Within the records below, find the line containing "Confirm that each instance of the arched". Reproduce it and each line after it exactly, and nothing else.

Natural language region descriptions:
====================

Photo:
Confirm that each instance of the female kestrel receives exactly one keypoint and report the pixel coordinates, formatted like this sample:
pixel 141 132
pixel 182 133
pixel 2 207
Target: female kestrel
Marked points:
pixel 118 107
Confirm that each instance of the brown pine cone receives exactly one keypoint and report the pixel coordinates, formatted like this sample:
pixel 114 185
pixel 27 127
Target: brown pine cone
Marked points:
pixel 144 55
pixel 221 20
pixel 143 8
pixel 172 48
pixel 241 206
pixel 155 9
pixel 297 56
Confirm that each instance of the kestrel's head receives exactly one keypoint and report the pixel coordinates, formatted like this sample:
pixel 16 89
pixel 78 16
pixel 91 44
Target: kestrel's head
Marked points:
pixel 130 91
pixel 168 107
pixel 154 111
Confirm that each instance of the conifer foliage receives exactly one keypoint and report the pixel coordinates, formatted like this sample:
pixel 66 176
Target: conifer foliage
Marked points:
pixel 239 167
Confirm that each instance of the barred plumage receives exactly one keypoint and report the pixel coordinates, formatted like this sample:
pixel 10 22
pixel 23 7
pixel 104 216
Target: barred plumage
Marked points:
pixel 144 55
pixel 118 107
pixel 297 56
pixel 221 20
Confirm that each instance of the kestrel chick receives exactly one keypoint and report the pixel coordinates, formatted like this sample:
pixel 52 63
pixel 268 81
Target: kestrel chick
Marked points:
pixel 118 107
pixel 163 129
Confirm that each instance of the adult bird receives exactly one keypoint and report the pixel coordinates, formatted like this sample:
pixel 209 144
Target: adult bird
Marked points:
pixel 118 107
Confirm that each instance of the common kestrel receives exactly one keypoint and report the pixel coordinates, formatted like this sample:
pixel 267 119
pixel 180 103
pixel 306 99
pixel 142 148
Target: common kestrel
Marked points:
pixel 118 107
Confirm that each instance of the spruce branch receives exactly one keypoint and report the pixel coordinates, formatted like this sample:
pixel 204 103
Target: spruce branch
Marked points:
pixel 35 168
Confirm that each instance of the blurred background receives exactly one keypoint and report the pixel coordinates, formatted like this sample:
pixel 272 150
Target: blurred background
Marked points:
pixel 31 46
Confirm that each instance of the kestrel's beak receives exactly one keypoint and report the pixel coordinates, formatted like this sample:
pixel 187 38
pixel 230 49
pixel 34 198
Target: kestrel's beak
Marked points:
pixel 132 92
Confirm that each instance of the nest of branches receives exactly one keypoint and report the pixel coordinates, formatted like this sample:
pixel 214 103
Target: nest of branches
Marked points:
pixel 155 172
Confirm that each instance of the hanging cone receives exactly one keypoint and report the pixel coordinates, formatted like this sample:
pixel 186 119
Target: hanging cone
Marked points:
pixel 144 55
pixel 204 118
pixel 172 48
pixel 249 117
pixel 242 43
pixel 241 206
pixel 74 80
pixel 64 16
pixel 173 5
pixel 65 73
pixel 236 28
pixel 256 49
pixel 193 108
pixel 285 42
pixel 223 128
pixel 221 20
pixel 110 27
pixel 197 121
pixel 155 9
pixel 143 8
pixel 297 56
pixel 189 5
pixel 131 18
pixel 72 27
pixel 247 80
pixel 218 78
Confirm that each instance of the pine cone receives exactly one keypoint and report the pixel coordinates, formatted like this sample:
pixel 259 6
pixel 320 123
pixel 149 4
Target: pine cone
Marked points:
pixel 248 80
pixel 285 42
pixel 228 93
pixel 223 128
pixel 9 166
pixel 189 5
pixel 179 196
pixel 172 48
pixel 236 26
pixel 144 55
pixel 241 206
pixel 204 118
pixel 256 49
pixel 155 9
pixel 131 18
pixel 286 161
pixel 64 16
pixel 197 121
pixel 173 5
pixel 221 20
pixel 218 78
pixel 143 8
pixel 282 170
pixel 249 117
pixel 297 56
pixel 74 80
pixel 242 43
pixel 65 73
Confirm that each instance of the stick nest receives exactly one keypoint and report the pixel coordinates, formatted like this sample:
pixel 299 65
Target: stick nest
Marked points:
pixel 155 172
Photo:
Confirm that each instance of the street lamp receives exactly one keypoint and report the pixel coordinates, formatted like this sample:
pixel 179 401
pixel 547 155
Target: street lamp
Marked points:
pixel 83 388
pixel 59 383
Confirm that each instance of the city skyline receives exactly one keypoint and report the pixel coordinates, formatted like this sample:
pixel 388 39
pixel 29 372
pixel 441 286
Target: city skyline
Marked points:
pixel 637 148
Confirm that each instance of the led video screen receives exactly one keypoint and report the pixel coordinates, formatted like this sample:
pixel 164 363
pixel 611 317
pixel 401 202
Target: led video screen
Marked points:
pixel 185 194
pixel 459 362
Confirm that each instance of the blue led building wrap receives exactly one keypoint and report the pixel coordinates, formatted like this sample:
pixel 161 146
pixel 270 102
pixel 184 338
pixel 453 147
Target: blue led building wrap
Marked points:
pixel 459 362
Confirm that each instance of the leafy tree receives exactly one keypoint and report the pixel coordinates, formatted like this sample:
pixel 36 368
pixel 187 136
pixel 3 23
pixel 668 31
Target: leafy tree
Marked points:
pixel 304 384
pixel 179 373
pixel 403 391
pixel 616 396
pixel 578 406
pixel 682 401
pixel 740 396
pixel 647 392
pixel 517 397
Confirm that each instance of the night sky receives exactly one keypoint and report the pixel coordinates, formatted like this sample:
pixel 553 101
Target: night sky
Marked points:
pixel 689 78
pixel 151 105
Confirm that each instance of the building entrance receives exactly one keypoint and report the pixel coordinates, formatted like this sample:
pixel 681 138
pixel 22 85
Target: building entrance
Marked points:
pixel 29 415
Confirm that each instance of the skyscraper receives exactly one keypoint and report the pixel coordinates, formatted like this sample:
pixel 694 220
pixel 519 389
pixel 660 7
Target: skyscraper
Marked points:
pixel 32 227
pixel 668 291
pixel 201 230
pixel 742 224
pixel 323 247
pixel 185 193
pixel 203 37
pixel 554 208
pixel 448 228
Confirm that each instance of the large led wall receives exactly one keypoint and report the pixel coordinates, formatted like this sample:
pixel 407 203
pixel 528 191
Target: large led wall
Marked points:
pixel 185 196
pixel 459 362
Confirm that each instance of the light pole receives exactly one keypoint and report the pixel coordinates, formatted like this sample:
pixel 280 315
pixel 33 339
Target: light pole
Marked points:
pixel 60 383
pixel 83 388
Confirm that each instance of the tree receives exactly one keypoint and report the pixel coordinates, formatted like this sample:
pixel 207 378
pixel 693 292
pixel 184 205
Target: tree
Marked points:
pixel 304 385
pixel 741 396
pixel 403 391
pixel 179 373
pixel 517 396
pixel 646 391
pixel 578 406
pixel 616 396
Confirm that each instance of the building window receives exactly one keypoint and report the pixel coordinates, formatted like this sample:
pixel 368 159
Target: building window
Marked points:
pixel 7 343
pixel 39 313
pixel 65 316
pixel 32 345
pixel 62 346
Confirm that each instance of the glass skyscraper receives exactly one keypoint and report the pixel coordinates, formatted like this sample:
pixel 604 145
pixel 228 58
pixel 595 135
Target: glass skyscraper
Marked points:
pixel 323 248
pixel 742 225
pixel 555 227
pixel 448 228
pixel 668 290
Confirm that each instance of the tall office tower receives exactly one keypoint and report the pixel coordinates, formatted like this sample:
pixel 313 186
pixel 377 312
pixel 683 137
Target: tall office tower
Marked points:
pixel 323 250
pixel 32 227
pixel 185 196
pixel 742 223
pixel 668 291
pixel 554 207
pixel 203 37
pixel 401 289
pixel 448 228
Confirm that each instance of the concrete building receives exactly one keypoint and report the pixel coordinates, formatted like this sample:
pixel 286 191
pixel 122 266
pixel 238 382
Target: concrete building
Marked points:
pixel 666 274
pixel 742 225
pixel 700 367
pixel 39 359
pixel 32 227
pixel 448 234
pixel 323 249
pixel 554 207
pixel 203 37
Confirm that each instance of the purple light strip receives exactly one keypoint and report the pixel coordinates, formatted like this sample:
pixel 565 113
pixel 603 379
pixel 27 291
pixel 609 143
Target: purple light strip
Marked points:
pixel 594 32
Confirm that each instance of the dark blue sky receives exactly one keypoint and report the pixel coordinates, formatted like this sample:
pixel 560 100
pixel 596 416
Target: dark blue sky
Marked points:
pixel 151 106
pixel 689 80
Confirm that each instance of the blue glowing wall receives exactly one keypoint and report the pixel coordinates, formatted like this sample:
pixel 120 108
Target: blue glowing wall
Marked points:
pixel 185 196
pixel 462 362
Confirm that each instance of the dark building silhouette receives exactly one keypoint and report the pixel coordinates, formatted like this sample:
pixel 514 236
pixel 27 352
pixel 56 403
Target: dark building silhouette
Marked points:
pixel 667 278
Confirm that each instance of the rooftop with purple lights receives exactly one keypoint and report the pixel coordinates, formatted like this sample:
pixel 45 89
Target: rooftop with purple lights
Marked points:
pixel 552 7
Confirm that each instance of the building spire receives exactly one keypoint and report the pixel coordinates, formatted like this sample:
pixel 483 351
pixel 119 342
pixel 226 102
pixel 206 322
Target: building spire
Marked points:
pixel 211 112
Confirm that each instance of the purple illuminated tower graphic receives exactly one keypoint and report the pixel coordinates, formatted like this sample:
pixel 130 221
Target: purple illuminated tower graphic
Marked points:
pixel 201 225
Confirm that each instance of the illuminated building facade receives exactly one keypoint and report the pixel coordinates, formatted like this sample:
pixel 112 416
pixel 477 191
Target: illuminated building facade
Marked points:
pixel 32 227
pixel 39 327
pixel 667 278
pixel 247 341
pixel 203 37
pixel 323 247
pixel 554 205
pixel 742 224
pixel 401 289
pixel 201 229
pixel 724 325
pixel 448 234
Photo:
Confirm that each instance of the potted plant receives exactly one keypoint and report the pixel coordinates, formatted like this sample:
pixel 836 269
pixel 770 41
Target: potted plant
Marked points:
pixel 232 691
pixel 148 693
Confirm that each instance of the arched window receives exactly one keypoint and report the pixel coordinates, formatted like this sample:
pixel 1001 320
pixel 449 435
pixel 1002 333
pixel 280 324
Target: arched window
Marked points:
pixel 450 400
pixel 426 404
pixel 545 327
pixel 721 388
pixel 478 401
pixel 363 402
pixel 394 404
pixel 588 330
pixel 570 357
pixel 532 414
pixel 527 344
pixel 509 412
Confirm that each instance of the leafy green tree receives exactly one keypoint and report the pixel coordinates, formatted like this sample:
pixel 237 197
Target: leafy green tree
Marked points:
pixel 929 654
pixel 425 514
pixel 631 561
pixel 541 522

====================

_Task result_:
Confirm that each instance of the arched window receives exactly one keypoint and report the pixel coordinates, formatted like this sample:
pixel 1001 320
pixel 449 435
pixel 1002 333
pixel 280 324
Target: arched window
Marked points:
pixel 450 400
pixel 426 404
pixel 545 327
pixel 721 388
pixel 478 401
pixel 363 402
pixel 394 404
pixel 588 330
pixel 570 357
pixel 532 414
pixel 527 344
pixel 509 412
Confirm that each instance of the leafy green tree receives exactly one keypoint and report the pixel coordinates, formatted like this sample:
pixel 237 197
Target: leafy green tree
Marked points:
pixel 929 654
pixel 425 514
pixel 631 561
pixel 541 522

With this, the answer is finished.